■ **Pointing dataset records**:
--------------------------------

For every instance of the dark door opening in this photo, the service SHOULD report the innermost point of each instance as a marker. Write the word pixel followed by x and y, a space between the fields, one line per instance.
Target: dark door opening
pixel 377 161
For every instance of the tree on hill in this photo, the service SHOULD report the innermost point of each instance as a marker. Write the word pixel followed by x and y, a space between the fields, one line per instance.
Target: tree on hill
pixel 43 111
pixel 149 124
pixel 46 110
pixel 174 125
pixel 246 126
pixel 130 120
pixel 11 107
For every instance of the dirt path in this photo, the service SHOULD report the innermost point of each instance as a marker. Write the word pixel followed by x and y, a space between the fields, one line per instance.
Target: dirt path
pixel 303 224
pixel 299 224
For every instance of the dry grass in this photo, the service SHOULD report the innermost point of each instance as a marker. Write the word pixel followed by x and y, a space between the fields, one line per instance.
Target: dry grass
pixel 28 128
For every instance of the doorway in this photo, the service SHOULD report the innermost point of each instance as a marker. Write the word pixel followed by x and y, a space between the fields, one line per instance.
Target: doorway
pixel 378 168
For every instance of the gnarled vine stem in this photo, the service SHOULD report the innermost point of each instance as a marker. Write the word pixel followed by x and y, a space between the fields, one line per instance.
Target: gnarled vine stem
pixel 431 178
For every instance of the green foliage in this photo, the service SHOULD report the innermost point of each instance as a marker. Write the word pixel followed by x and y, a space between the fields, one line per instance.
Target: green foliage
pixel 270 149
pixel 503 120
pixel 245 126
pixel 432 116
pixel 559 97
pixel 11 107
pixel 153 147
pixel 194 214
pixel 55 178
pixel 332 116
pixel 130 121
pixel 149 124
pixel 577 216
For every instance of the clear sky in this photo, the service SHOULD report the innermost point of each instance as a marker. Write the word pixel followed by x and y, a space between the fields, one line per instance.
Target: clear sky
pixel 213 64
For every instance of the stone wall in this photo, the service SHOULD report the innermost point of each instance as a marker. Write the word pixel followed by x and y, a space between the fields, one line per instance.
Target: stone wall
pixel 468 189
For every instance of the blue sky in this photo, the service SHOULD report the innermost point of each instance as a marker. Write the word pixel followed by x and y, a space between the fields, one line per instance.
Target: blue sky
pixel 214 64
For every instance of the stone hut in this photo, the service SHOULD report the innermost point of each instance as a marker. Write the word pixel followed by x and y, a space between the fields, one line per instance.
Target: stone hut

--------------------------------

■ **THE PROBLEM**: Copy out the listing from the line containing "For every instance of the stone wall" through its last line, requests included, and shift every pixel coordinate in the answers up by 71.

■ **RESULT OF THE EXERCISE**:
For every instance of the stone wall in this photo, the service SHOULD report the innermost point of each instance as a marker. Write the word pixel followed by x and y, a space between the fields, one line per instance.
Target: stone wall
pixel 539 260
For every instance of the blue sky in this photo, the service SHOULD report the innermost point of each instance as a marker. Write the word pixel followed by x and y, a space between the fields, one line per instance.
Target: blue sky
pixel 285 135
For every instance of the stone hut in this photo, the service SHOULD report the innermost point of each instance as a marker. Write the word pixel followed by x and y, a space between the fields, one line per instance.
Target: stone hut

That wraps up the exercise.